WHAT NEEDS TO BE DONE –
Reproduce the material below line for line without changing a word, but leave the pictures out.

Source data:

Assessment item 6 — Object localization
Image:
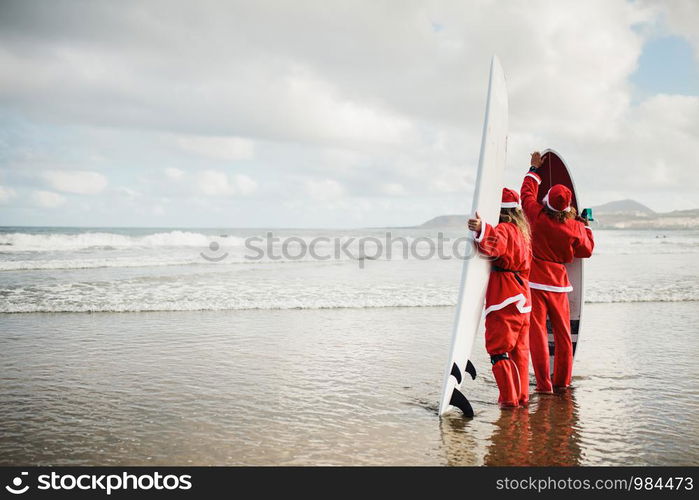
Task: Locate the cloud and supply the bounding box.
[0,0,699,225]
[163,167,185,181]
[32,191,66,208]
[305,179,345,201]
[176,136,255,161]
[197,170,257,196]
[0,186,17,205]
[42,170,107,194]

WORKED ANSWER –
Assessment item 6 — Object localization
Image:
Task: Locate the cloud and supply the bounding box.
[0,0,699,225]
[163,167,185,181]
[32,191,66,208]
[305,179,345,201]
[176,136,255,161]
[197,170,257,196]
[0,186,17,205]
[42,170,107,194]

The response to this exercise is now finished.